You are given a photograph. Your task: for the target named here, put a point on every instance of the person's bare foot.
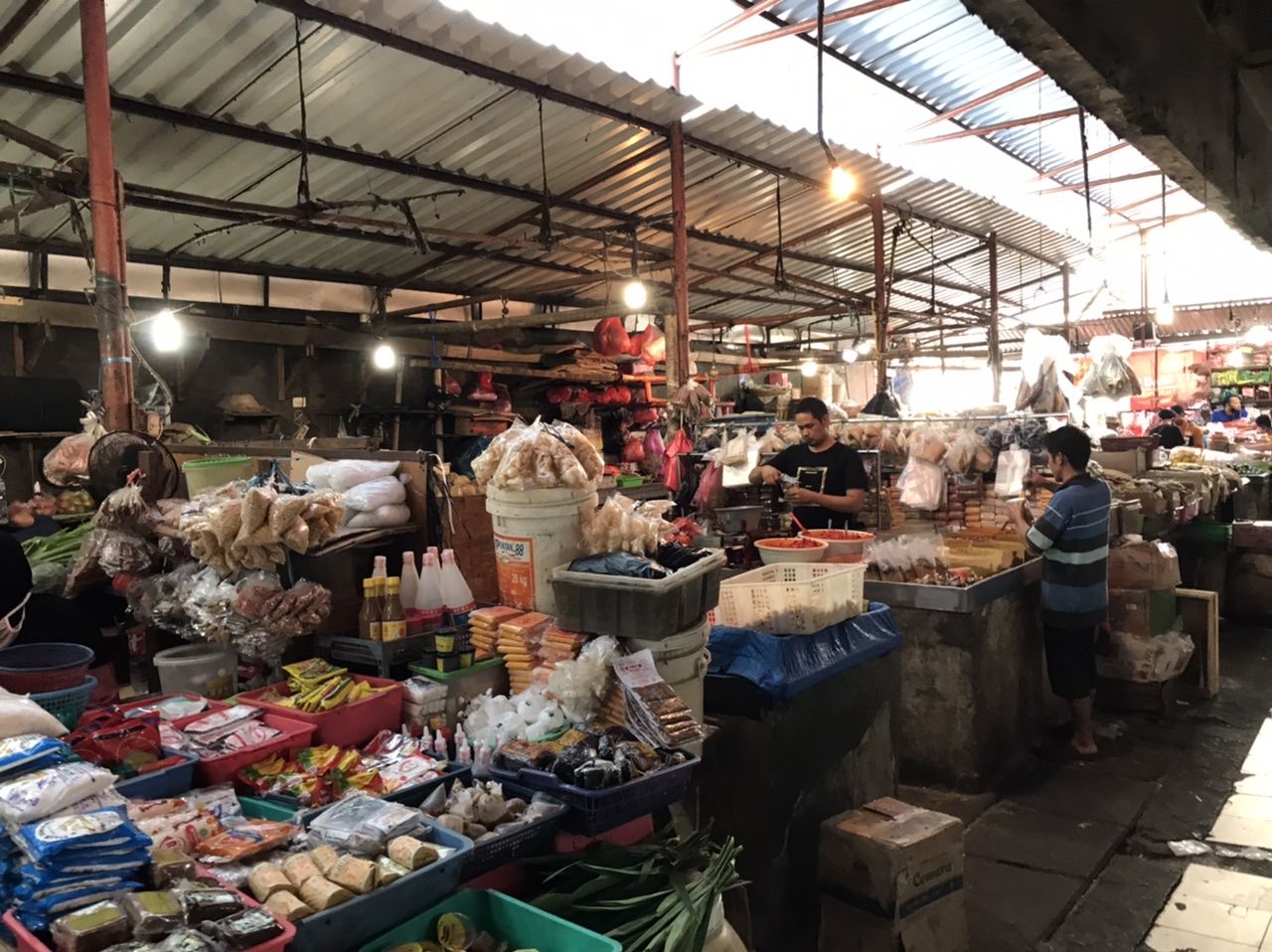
(1084, 751)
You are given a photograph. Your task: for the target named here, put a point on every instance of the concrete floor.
(1075, 858)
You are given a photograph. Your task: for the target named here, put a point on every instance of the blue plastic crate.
(169, 782)
(532, 840)
(594, 812)
(362, 919)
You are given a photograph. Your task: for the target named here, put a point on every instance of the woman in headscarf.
(32, 617)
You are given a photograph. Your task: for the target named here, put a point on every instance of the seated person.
(1171, 431)
(32, 617)
(1231, 410)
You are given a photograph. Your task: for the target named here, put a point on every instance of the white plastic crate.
(796, 598)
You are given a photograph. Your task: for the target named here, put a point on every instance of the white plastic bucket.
(209, 670)
(682, 660)
(536, 531)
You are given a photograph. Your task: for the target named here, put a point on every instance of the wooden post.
(995, 353)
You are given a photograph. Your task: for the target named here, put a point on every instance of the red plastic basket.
(223, 769)
(349, 724)
(40, 669)
(27, 941)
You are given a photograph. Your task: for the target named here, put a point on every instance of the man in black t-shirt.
(832, 483)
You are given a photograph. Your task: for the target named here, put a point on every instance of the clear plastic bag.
(366, 497)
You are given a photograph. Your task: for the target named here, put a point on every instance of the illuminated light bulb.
(1259, 335)
(635, 294)
(843, 184)
(166, 332)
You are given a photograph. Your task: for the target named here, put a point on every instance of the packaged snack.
(266, 878)
(168, 866)
(153, 914)
(246, 839)
(412, 853)
(300, 867)
(252, 927)
(98, 835)
(355, 874)
(42, 792)
(90, 929)
(287, 906)
(27, 752)
(319, 893)
(207, 905)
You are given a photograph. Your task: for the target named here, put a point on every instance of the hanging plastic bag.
(1013, 468)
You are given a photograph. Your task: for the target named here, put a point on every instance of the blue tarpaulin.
(786, 666)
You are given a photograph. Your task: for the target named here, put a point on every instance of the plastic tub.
(363, 918)
(509, 920)
(536, 531)
(205, 670)
(166, 782)
(349, 724)
(68, 704)
(203, 475)
(222, 769)
(596, 811)
(682, 660)
(30, 669)
(846, 545)
(648, 608)
(793, 599)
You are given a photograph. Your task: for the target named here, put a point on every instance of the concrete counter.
(972, 684)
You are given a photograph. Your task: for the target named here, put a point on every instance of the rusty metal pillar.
(109, 298)
(678, 323)
(995, 353)
(1063, 286)
(880, 302)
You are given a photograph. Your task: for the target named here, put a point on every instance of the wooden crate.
(1198, 612)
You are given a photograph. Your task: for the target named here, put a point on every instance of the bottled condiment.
(392, 617)
(369, 617)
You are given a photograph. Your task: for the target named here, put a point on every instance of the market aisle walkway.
(1075, 858)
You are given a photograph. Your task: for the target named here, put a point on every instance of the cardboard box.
(1149, 566)
(938, 927)
(891, 878)
(1143, 613)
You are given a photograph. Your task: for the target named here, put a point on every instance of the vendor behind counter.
(831, 483)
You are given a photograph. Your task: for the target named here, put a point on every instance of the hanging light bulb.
(385, 357)
(635, 294)
(1259, 335)
(166, 331)
(843, 184)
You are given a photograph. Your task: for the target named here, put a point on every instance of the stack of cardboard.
(891, 880)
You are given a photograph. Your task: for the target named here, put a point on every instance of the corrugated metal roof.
(236, 59)
(945, 56)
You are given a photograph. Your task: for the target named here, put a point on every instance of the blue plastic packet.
(27, 752)
(103, 831)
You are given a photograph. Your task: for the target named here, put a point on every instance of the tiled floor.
(1218, 910)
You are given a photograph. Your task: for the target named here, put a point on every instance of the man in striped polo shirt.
(1072, 539)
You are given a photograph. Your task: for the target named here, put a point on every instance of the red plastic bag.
(681, 443)
(634, 452)
(710, 495)
(609, 338)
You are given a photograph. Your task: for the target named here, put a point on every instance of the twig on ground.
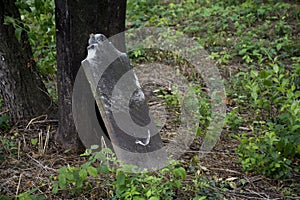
(19, 182)
(40, 164)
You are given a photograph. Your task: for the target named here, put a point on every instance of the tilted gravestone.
(122, 105)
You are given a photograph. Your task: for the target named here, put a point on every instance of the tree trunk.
(21, 88)
(75, 21)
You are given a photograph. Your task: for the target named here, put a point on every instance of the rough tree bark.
(21, 88)
(75, 21)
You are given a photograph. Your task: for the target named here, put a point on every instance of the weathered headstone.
(122, 105)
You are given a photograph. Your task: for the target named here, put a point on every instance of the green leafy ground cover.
(255, 45)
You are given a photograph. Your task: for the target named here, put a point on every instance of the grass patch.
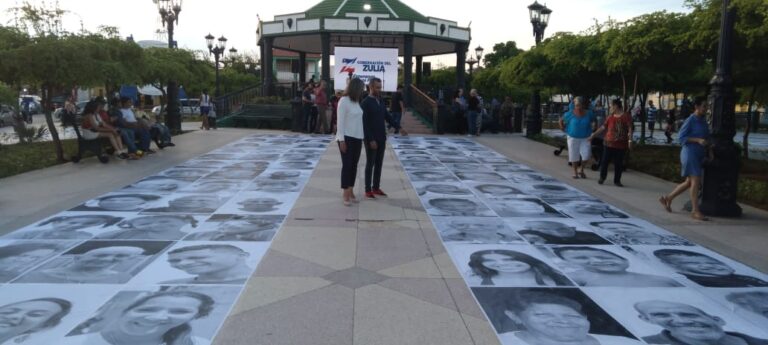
(20, 158)
(664, 162)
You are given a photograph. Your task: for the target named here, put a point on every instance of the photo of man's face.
(596, 260)
(682, 321)
(203, 261)
(102, 258)
(158, 315)
(259, 204)
(698, 265)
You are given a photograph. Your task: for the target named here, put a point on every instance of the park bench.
(94, 146)
(270, 116)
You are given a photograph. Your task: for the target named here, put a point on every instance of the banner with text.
(366, 63)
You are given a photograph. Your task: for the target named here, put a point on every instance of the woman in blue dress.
(693, 137)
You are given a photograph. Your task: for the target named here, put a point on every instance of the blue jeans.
(396, 117)
(472, 122)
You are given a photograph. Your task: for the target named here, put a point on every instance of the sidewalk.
(743, 239)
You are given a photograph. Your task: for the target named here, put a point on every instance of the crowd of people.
(129, 135)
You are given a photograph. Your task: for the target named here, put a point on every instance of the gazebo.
(361, 23)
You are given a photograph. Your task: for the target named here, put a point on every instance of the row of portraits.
(160, 261)
(550, 264)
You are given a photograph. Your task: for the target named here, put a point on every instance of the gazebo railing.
(425, 106)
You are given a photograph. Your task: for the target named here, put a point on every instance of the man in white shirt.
(128, 122)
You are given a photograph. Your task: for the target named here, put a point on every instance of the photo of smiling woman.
(158, 318)
(500, 267)
(20, 321)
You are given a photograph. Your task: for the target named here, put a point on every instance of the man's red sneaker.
(379, 192)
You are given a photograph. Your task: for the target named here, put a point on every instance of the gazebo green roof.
(339, 8)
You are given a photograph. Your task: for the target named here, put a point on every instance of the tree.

Direction:
Go through the listing above and quote it exactly, apart from its images.

Solution for this task:
You are given a photograph. Your task: for the target named here, put a point on every instance of the person's bare foot.
(1084, 751)
You are given a photograph. Your task: for the target named here, put a point on every instance of the concrete floor.
(1075, 858)
You are given a photograph. Your task: for the target named here, put a point on every instance of the blue plastic crate.
(169, 782)
(532, 840)
(594, 812)
(362, 919)
You are given a photograph. Your task: for the target named here, put a point on every instance of the woman in headscarf.
(32, 617)
You are given a photograph. Your task: for the target named here, put a point on every instance of the seated person.
(1171, 431)
(32, 617)
(1231, 410)
You are given a photograph. Your task: for the target named here, put a point on every instance of the white plastic crate.
(796, 598)
You are given a photograph. Your task: for the target named here, put a point on every instance of the white plastic bucket.
(209, 670)
(682, 660)
(536, 531)
You are given a photograph. Your task: for the target named here, put a point on every instance of the wooden post.
(995, 353)
You are given a photograph. Your task: for the target named here, put a point on every instance of the red plastic basket.
(223, 769)
(349, 724)
(40, 669)
(27, 941)
You are given a photograph. Your task: for the target named here, put a point on every instance of the man in black t-shirt.
(832, 483)
You are given a photograph. Your task: for the target named here, put a point on every instance of the clear plastic bag.
(366, 497)
You are given a photograph. Your task: for the target named here, put a point on every instance of the illuminated light bulb.
(1259, 335)
(635, 294)
(843, 184)
(166, 332)
You are given a photograph. Your task: for the target named here, put a point on every instance of the packaged snack.
(266, 878)
(168, 866)
(153, 914)
(246, 839)
(412, 853)
(300, 867)
(252, 927)
(98, 835)
(355, 874)
(42, 792)
(90, 929)
(287, 906)
(27, 752)
(319, 893)
(207, 905)
You are given a photograph. Your task: for the target named here, put a point on every instance of the hanging plastic bag.
(1013, 468)
You are given a photograph. Your task: for the target named here, put a point on every instance of the blue tarpaulin.
(786, 666)
You are given a photograph. Your task: for the target named here, put a point on every instance of the plastic tub.
(363, 918)
(509, 920)
(536, 531)
(205, 670)
(166, 782)
(349, 724)
(68, 704)
(203, 475)
(222, 769)
(596, 811)
(682, 660)
(30, 669)
(846, 545)
(648, 608)
(793, 599)
You are given a photograph. Your task: for the target named here, put a point on every instance of the concrete counter.
(972, 684)
You are given a photograph. Your task: for the target named here, put a point on every instance of the rusty metal pillar.
(109, 298)
(678, 323)
(995, 353)
(1063, 286)
(880, 302)
You are given a photograph. Your task: for the target named here, put a point on every instance of the wooden crate.
(1198, 612)
You are given a photograph. Your task: for the target named here, put a point on every instance of the bottled condiment.
(392, 617)
(369, 617)
You are given a photograph. Your task: for the target named here, put a point on every instance of the market aisle walkway.
(1075, 858)
You are given a photograph. Your task: for the target named here, put a point on every instance of the cardboard box.
(1149, 566)
(938, 927)
(891, 878)
(1143, 613)
You are given a photograph. Your task: for the target named here, put a point on every instance of the vendor behind counter.
(831, 483)
You are given a photograph. Your task: for the target named here, put a point on every instance of the hanging light bulb.
(385, 357)
(635, 294)
(1259, 335)
(166, 331)
(843, 184)
You are given a photograph. Your task: for the target named here, put a point on every instance of the stack of cardboard.
(891, 880)
You are given a photograph. Your task: for the target named here, put a point on every instance of the corrugated metal roof.
(236, 59)
(945, 56)
You are given a photograph. Your task: for the target named here, put a point on every instance of the blue plastic packet.
(27, 752)
(103, 831)
You are given a photograph. Your task: for the target named here, put a point on every instance of the tiled floor.
(1218, 910)
You are given a photograph. Your task: for the target named here, put a point on every instance of the man in striped polo shirt.
(1072, 539)
You are given a photograph. Your task: for the target named here, put a point on every instance of the red plastic bag.
(681, 443)
(634, 452)
(710, 495)
(609, 338)
You are given a photograph. Your task: for the target named here, put a point on every instance of the twig on ground.
(19, 182)
(40, 164)
You are given a photograph. Your task: for the target named here, put a point on every instance of the tilted gravestone.
(122, 105)
You are given a photograph. Your task: for the target named here, put a point on every instance of the tree trunk.
(21, 88)
(75, 21)
You are given a photograph. Your task: for the target named here, put a point on every instance of the rough tree bark.
(21, 88)
(75, 21)
You are given a photograph. Your task: for the target named here, put a point on every instance of the weathered headstone.
(122, 105)
You are given a photograph. Your task: for the target named here, put a point on every instance of the green leafy ground cover.
(255, 45)
You are given a photograph. Your task: for the target named here, put a point on every instance of the grass patch.
(20, 158)
(664, 162)
You are given a photograph. Your task: for the target named here, put a point on every instance of the photo of man's face.
(596, 260)
(682, 321)
(203, 261)
(102, 258)
(158, 315)
(259, 204)
(698, 265)
You are given a photograph. Your task: for the target named here, put a point on every instance of the park bench.
(94, 146)
(270, 116)
You are given a photograph. Your task: for the target named here, put a point on every instance of the banner with text.
(366, 63)
You are given a photograph. Your task: for the target named here, put a point on every instance of the woman in blue dress.
(693, 137)
You are given a photograph. Your task: for the target named here, put a point on every instance of the blue jeans.
(396, 117)
(472, 122)
You are given a photograph. Your task: for the target named here, put a point on every instance of the sidewalk.
(743, 239)
You are given a photograph. Your task: for the target named here, put a point on every instance of the crowd of people.
(129, 135)
You are given a photograph. Your task: for the target named here, put a point on every instance of the gazebo.
(361, 23)
You are given a photograph. Your task: for the target named here, put a point on every instance of the row of portraits.
(160, 261)
(550, 264)
You are given a photograph. Your task: for the target named here, put a point on every instance of the gazebo railing.
(425, 106)
You are given a photograph. Your task: for the target named here, put a point on every instance of the man in white shirt.
(128, 122)
You are given a photograph. Your task: for the target named here, put a point on every instance of the photo of smiling woman.
(158, 318)
(500, 267)
(20, 321)
You are given a photograph. Your task: for the target named here, put a point on every instance of the man's red sneaker.
(379, 192)
You are given a photograph. Your task: for the target named here, put a point on every instance of the gazebo green roof.
(339, 8)
You are given a photograph. Your task: for the target named here, put a point on every instance of the tree.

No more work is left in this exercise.